§ DATASET EXTRACT:
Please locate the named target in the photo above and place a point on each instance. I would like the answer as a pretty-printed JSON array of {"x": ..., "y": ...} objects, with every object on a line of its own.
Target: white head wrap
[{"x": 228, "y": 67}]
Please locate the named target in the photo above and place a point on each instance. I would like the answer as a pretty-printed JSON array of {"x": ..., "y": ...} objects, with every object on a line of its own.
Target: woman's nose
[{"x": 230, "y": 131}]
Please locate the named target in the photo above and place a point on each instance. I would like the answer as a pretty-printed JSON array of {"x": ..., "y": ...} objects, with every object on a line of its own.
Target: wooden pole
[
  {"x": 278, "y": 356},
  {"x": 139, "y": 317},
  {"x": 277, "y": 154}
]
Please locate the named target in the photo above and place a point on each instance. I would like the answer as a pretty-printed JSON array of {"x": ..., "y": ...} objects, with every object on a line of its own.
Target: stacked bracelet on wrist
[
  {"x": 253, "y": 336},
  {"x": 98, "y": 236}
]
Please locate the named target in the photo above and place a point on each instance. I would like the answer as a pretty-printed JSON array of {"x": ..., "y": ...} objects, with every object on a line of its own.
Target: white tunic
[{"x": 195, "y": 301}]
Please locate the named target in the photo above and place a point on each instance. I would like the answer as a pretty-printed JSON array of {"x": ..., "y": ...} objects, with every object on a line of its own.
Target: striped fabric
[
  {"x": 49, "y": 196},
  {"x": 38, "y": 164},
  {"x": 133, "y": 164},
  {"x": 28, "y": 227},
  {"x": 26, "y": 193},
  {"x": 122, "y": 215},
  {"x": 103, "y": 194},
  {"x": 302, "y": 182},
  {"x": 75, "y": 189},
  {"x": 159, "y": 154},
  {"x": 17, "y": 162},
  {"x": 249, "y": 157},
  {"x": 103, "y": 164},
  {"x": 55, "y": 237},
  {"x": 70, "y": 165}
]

§ WHAT YOU ARE ASKED TO DO: All the lines of the material above must be given again exactly.

§ RESULT OF THE TASK:
Please locate the named target in the photo above and place a point on each instance. I would like the answer as a pretty-printed JSON array of {"x": ..., "y": ...} objects, with every object on a line of its own.
Target: white head wrap
[{"x": 228, "y": 67}]
Please locate the named target in the photo above and place a point on each instance. I would like the answer as a pretty-printed JSON array of {"x": ..., "y": ...} objects, with every object on a line of its own.
Target: woman's nose
[{"x": 230, "y": 131}]
Please locate the named target in the photo above and place a point on each instance. I would like the answer as a pretty-printed JSON array of {"x": ..., "y": ...} objects, with every object on a line of its own.
Target: wooden pole
[
  {"x": 278, "y": 356},
  {"x": 139, "y": 317},
  {"x": 277, "y": 154}
]
Please locate the named target in the photo above and place a point on each instance. I would like the answer as a pretty-printed JSON array of {"x": ..., "y": ...} objects, with every object on a line of its own.
Target: stacked bracelet on wrist
[
  {"x": 253, "y": 336},
  {"x": 98, "y": 236}
]
Please locate the named target in the photo above and place a point on each instance. I would like the answer as a pretty-printed JSON array of {"x": ..., "y": ...} objects, with every object on a line of its own.
Target: white tunic
[{"x": 195, "y": 301}]
Please locate the named target in the photo above and place a point on each instance. I would like the answer as a pretty-printed JSON array of {"x": ..., "y": ...} objects, with every object on a line of its own.
Target: striped fabric
[
  {"x": 49, "y": 196},
  {"x": 38, "y": 164},
  {"x": 133, "y": 164},
  {"x": 28, "y": 227},
  {"x": 26, "y": 193},
  {"x": 122, "y": 215},
  {"x": 103, "y": 194},
  {"x": 302, "y": 182},
  {"x": 75, "y": 189},
  {"x": 159, "y": 154},
  {"x": 17, "y": 162},
  {"x": 249, "y": 157},
  {"x": 103, "y": 164},
  {"x": 55, "y": 237},
  {"x": 70, "y": 165}
]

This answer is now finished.